Extrait du texte:
* * *

MilitantEs d’associations de lutte contre le sida, d’Act Up-Paris, d’ARCAT et de l’UNALS, nous sommes présentes aujourd’hui afin de soutenir les prostituéEs et tous les travailleurSES du sexe qui sont criminaliséEs, considéréEs comme des délinquantEs et des inadaptéEs sociaux-LES.
Depuis l’application de l’article 225-10-1 de la Loi pour la Sécurité Intérieure du 18 mars 2003, qui pénalise les racolages actif et passif, les conditions de vie, de travail, d’accès aux soins et aux droits des travailleurSES du sexe se sont dégradées.
D’abord, la loi LSI leur a imposé la mobilité. Cette loi qui pénalise le racolage oblige les prostituéEs à s’éloigner des lieux traditionnels de prostitution pour s’enfoncer dans des zones de non-droit où ils et elles subissent des violences de plus en plus importantes. Contre ces violences, les prostituéEs ne peuvent pas porter plainte. Pour échapper à la répression policière, les prostituéEs doivent régulièrement changer de quartier, de ville et parfois même de pays. Elles doivent aussi travailler de plus en plus via internet.

* * *

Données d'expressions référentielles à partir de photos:

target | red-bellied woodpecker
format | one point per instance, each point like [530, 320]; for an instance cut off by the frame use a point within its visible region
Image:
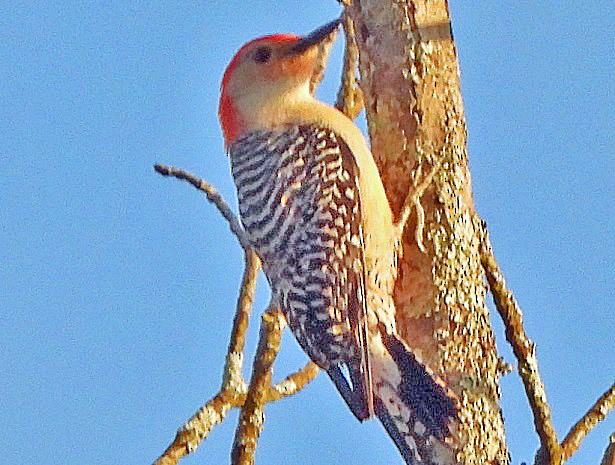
[315, 210]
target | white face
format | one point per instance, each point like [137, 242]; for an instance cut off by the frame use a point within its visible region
[264, 79]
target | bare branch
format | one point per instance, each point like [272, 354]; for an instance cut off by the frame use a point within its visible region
[350, 96]
[252, 416]
[212, 195]
[324, 48]
[525, 352]
[594, 415]
[233, 377]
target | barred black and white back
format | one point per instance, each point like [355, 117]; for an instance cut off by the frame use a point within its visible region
[300, 204]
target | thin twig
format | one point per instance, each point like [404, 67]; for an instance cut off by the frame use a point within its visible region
[525, 352]
[293, 383]
[212, 195]
[594, 415]
[252, 416]
[413, 201]
[196, 429]
[349, 96]
[232, 393]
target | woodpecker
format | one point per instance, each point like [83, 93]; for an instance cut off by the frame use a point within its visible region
[314, 209]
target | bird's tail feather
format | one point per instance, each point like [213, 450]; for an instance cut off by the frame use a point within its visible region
[415, 407]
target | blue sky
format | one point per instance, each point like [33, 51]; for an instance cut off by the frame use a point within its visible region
[117, 286]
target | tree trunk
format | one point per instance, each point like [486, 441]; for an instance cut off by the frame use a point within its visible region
[410, 81]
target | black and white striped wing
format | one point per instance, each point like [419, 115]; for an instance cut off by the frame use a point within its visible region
[299, 202]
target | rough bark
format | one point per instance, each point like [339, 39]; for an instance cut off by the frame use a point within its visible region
[410, 81]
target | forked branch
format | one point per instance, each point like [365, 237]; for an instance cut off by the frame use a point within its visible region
[233, 392]
[551, 451]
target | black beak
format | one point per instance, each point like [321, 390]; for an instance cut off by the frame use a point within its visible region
[315, 37]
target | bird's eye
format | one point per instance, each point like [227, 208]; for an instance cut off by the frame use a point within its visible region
[262, 55]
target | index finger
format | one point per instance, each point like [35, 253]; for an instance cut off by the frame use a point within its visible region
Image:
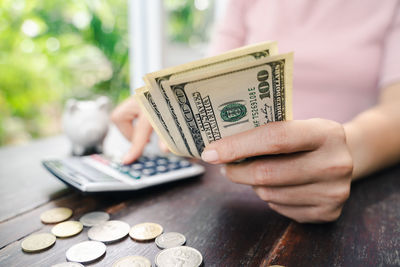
[270, 139]
[140, 137]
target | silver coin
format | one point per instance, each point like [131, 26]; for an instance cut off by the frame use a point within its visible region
[68, 264]
[170, 240]
[93, 218]
[109, 231]
[132, 261]
[179, 256]
[86, 251]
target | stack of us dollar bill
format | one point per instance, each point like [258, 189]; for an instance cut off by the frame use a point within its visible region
[194, 104]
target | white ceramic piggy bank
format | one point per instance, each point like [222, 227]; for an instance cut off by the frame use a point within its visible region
[86, 124]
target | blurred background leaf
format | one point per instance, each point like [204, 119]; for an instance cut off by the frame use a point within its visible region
[52, 50]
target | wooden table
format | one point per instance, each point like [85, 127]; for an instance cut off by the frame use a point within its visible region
[226, 222]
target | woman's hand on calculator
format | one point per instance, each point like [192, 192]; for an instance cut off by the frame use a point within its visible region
[139, 134]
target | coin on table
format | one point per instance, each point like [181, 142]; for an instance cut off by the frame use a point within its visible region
[132, 261]
[67, 229]
[56, 215]
[93, 218]
[38, 242]
[109, 231]
[145, 231]
[179, 256]
[86, 251]
[170, 240]
[68, 264]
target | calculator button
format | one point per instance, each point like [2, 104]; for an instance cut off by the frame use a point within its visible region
[162, 161]
[173, 159]
[148, 171]
[161, 168]
[149, 164]
[137, 166]
[152, 157]
[134, 174]
[125, 168]
[173, 166]
[114, 165]
[143, 159]
[184, 163]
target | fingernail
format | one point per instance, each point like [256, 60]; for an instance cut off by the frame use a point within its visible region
[126, 159]
[210, 155]
[223, 171]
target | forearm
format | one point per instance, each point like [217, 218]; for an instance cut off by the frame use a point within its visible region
[374, 135]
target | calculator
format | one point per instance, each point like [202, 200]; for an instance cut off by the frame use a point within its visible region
[97, 173]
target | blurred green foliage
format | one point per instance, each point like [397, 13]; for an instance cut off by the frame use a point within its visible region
[51, 50]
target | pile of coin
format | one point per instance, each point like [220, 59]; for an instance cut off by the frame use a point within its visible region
[104, 231]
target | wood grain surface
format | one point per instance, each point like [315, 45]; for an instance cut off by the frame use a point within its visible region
[226, 222]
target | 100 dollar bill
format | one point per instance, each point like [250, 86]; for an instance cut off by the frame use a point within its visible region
[163, 104]
[211, 106]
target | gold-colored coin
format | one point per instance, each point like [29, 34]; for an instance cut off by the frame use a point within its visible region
[132, 261]
[67, 229]
[38, 242]
[56, 215]
[145, 231]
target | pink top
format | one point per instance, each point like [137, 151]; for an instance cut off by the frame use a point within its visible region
[345, 50]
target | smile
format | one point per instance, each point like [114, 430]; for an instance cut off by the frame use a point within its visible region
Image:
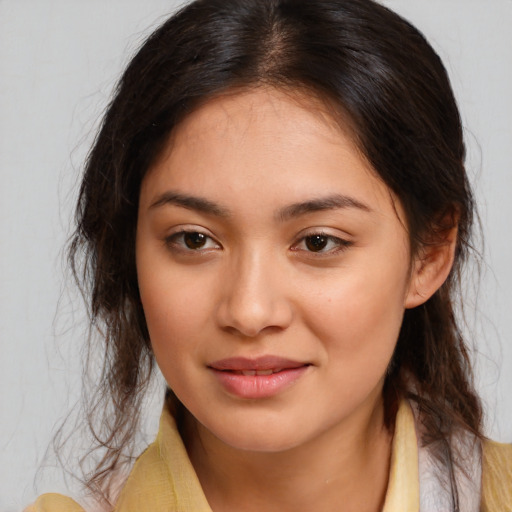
[259, 378]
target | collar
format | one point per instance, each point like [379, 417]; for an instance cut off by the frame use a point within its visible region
[164, 479]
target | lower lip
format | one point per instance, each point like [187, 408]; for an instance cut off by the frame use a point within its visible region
[259, 386]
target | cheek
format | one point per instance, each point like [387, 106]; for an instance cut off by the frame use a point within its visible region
[358, 318]
[176, 307]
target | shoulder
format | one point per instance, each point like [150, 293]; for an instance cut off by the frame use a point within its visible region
[54, 503]
[496, 477]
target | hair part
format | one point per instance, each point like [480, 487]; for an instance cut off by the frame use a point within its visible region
[396, 101]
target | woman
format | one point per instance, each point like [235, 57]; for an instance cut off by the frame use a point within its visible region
[276, 211]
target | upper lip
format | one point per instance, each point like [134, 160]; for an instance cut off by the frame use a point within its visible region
[258, 363]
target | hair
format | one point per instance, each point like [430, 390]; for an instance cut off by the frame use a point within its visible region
[378, 74]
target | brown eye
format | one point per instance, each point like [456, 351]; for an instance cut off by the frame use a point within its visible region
[194, 240]
[316, 243]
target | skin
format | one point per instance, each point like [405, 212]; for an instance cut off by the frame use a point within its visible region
[258, 285]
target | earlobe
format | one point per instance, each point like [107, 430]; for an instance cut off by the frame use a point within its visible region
[430, 269]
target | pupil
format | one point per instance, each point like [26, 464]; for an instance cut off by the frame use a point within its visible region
[194, 240]
[316, 242]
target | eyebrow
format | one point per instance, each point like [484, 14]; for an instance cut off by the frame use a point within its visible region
[331, 202]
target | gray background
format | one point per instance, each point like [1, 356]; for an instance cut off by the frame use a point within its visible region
[58, 62]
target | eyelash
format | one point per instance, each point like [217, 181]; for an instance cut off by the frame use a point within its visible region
[176, 241]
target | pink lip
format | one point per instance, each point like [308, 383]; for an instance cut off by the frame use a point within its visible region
[229, 373]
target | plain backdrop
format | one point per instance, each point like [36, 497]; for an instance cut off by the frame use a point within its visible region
[59, 60]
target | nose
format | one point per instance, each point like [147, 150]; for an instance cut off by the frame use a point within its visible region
[254, 297]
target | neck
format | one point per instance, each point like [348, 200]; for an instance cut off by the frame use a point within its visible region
[346, 464]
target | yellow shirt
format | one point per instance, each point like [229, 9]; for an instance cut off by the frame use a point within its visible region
[163, 479]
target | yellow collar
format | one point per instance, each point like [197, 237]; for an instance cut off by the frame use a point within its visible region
[163, 477]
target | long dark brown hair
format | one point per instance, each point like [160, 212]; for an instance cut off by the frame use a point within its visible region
[379, 74]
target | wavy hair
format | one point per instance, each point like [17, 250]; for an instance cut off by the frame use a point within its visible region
[376, 72]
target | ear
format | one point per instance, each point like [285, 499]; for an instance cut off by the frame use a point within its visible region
[431, 267]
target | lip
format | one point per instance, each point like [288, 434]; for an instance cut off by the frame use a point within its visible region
[284, 373]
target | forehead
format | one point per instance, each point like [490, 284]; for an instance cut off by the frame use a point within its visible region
[263, 143]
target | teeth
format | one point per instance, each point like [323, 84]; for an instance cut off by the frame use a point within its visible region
[251, 373]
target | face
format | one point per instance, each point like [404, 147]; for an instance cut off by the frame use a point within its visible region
[273, 267]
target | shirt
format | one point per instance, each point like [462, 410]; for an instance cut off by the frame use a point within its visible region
[163, 479]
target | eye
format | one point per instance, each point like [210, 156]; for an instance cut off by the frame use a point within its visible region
[321, 243]
[191, 241]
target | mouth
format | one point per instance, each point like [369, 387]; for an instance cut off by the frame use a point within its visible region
[258, 378]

* * *

Énoncé du problème: Reproduisez intégralement le texte sur la pénalisation du racolage, sans en modifier un seul mot. La liste forme un matériau à part, distinct du texte.

Résultat obtenu:
MilitantEs d’associations de lutte contre le sida, d’Act Up-Paris, d’ARCAT et de l’UNALS, nous sommes présentes aujourd’hui afin de soutenir les prostituéEs et tous les travailleurSES du sexe qui sont criminaliséEs, considéréEs comme des délinquantEs et des inadaptéEs sociaux-LES.
Depuis l’application de l’article 225-10-1 de la Loi pour la Sécurité Intérieure du 18 mars 2003, qui pénalise les racolages actif et passif, les conditions de vie, de travail, d’accès aux soins et aux droits des travailleurSES du sexe se sont dégradées.
D’abord, la loi LSI leur a imposé la mobilité. Cette loi qui pénalise le racolage oblige les prostituéEs à s’éloigner des lieux traditionnels de prostitution pour s’enfoncer dans des zones de non-droit où ils et elles subissent des violences de plus en plus importantes. Contre ces violences, les prostituéEs ne peuvent pas porter plainte. Pour échapper à la répression policière, les prostituéEs doivent régulièrement changer de quartier, de ville et parfois même de pays. Elles doivent aussi travailler de plus en plus via internet.